● EXERCISE REQUIREMENTS
Below are records to be output exactly, every one of them.

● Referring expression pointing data
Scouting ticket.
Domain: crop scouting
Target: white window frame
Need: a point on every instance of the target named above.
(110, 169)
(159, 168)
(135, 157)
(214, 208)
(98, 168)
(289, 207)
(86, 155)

● RESPONSE
Scouting ticket.
Domain: crop scouting
Target: white window frame
Need: a point on every instance of the target named above.
(110, 169)
(159, 168)
(135, 157)
(214, 208)
(98, 168)
(289, 207)
(86, 155)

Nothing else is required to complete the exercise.